• [Supplied text]:
The expression status of biomarkers (ER, PR, and HER-2) have been shown to be highly correlated with breast cancer outcomes. We have provided a difference and survival analysis for each subtype, as depicted in the attached table and figure. This suggests that CLR may have varying impacts on survival outcomes depending on the subtype of breast cancer. Our findings support the notion that CLR is a promising biomarker for breast cancer prognosis, especially in certain subtypes such as HER2-enriched and luminal B1. However, the lack of statistical significance in other subtypes, such as luminal A and luminal B2, underscores the need for further exploration of the relationship between CLR and survival outcomes in these specific contexts. We propose that in the future, research should delve deeper into the subtype-specific implications of CLR as a biomarker to better understand its potential applications in personalized medicine.

• [Stored data entries]:
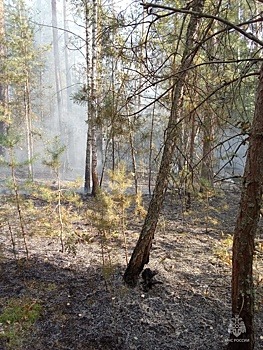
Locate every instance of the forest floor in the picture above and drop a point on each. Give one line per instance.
(58, 300)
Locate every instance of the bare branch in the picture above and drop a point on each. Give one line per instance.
(229, 24)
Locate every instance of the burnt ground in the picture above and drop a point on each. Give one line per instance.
(85, 305)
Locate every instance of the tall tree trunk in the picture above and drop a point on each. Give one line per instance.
(207, 172)
(57, 62)
(67, 67)
(2, 55)
(242, 325)
(91, 174)
(141, 253)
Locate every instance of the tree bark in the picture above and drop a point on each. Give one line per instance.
(141, 253)
(57, 62)
(245, 232)
(91, 173)
(2, 54)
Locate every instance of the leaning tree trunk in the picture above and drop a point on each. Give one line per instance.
(242, 324)
(141, 253)
(57, 62)
(2, 54)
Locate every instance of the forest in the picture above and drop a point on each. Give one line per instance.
(131, 175)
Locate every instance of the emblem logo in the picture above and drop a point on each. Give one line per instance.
(236, 326)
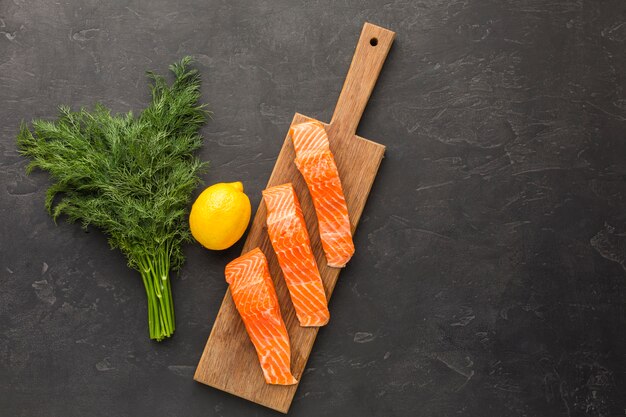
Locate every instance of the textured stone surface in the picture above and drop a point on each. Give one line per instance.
(490, 274)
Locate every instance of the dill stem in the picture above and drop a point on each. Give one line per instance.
(155, 275)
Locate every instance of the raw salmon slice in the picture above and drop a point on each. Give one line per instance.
(253, 292)
(317, 165)
(290, 239)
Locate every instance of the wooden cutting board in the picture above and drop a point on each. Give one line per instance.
(229, 361)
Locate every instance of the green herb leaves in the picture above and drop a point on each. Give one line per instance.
(132, 177)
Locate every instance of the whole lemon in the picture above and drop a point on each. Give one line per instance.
(220, 215)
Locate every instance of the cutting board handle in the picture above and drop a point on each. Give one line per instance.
(371, 51)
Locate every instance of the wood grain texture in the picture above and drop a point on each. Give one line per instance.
(229, 361)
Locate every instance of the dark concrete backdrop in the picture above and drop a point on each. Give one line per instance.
(490, 273)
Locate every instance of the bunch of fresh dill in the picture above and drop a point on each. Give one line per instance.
(131, 177)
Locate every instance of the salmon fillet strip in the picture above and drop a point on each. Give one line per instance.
(253, 292)
(317, 165)
(290, 240)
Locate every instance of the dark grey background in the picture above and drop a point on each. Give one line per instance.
(490, 273)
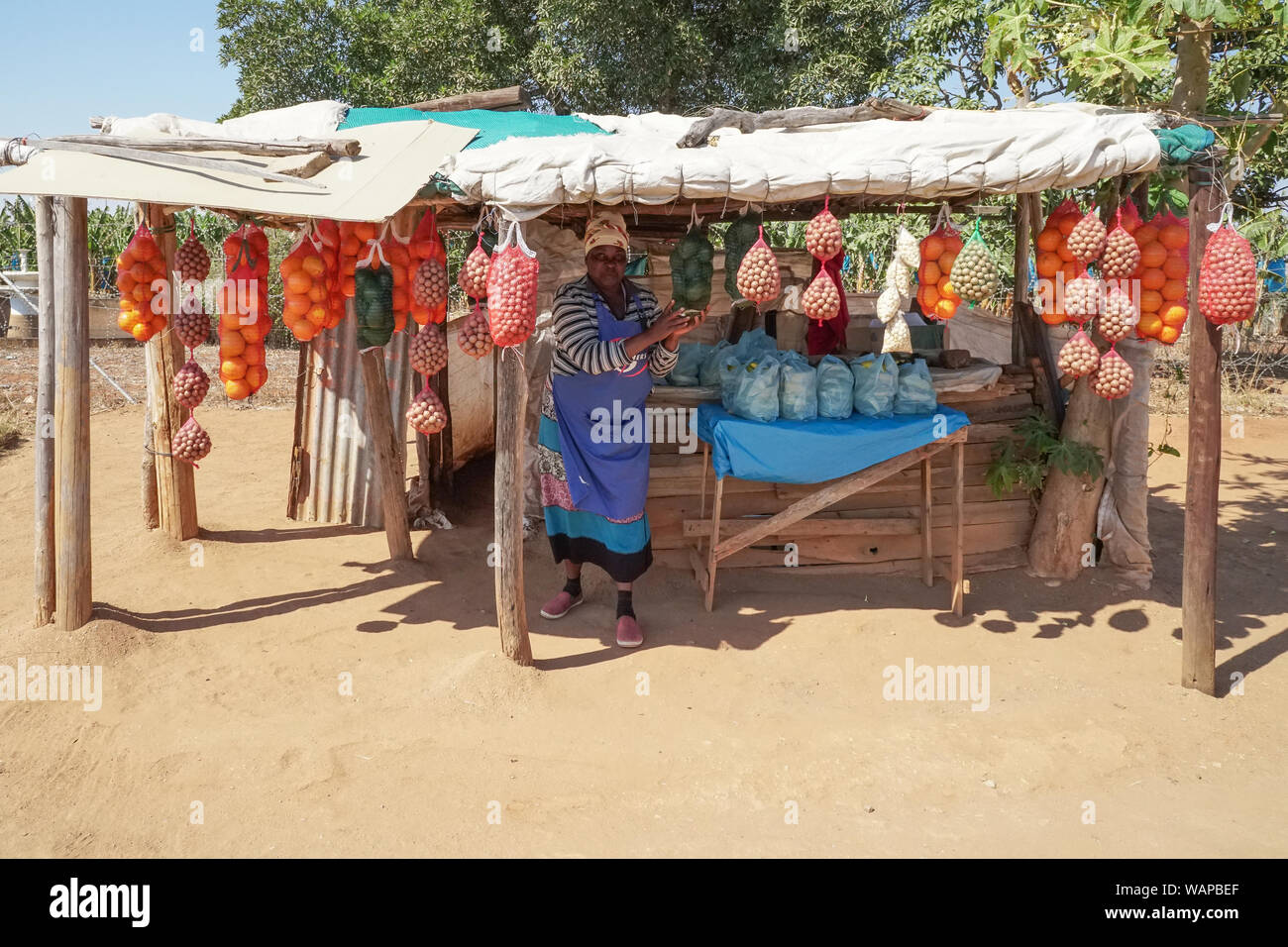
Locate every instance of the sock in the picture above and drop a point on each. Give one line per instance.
(623, 603)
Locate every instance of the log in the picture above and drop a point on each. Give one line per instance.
(73, 603)
(511, 98)
(1203, 463)
(699, 132)
(1067, 515)
(387, 454)
(511, 408)
(336, 147)
(47, 341)
(176, 492)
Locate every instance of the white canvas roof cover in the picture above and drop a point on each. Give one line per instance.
(397, 159)
(948, 154)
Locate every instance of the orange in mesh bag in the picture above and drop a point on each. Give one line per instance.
(244, 320)
(143, 299)
(511, 290)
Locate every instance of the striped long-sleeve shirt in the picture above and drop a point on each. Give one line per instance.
(578, 346)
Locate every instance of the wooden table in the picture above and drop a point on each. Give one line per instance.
(732, 536)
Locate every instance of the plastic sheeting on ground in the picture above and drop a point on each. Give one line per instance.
(819, 450)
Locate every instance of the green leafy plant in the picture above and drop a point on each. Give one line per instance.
(1021, 460)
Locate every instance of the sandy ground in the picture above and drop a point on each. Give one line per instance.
(223, 665)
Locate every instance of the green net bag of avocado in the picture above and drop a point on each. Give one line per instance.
(374, 305)
(742, 234)
(692, 269)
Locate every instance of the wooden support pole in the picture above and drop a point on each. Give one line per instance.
(1203, 464)
(389, 459)
(73, 602)
(47, 337)
(927, 557)
(1021, 273)
(511, 408)
(176, 491)
(958, 522)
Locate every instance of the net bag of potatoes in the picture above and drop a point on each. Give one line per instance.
(511, 290)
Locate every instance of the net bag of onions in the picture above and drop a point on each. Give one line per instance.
(820, 299)
(429, 282)
(428, 351)
(244, 320)
(1112, 377)
(426, 412)
(692, 268)
(143, 300)
(304, 287)
(935, 291)
(739, 237)
(475, 273)
(823, 235)
(758, 273)
(191, 442)
(511, 290)
(1078, 356)
(1087, 239)
(374, 299)
(475, 337)
(1228, 278)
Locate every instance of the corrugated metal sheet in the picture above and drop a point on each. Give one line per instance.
(338, 475)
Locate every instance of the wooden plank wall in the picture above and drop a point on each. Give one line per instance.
(996, 532)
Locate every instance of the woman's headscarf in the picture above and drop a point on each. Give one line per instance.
(606, 228)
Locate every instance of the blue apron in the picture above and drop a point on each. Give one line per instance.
(605, 474)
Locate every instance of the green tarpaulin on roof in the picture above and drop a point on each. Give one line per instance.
(493, 127)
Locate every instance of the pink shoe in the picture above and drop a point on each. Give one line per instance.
(629, 634)
(559, 605)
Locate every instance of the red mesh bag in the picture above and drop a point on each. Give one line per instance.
(244, 320)
(1228, 278)
(511, 290)
(758, 273)
(143, 299)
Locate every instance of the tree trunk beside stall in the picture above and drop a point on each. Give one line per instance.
(511, 613)
(73, 579)
(1203, 462)
(46, 575)
(1067, 515)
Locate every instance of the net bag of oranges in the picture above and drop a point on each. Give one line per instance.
(935, 292)
(143, 300)
(305, 294)
(511, 290)
(244, 320)
(1163, 275)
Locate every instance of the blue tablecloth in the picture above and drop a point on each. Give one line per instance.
(819, 450)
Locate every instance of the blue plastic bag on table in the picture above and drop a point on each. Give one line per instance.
(754, 343)
(915, 394)
(835, 388)
(756, 395)
(708, 372)
(688, 364)
(798, 388)
(876, 381)
(730, 371)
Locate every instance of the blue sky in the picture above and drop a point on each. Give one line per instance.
(68, 59)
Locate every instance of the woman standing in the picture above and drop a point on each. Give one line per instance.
(610, 342)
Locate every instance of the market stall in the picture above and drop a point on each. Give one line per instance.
(666, 172)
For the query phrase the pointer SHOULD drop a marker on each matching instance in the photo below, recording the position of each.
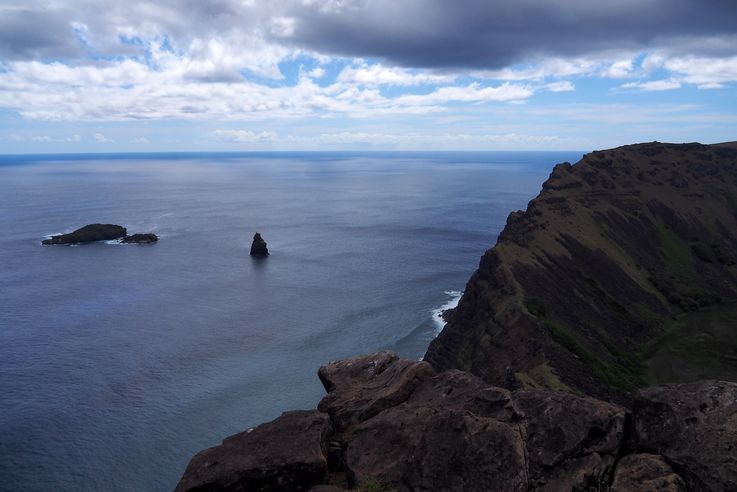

• [Exercise brief]:
Using the breast cancer passage above, answer these questions.
1. Which three biomarkers does it name?
2. In which two subtypes is CLR called especially promising?
3. Which two subtypes showed a lack of statistical significance?

• [Solution for this task]:
1. ER, PR, and HER-2
2. HER2-enriched and luminal B1
3. Luminal A and luminal B2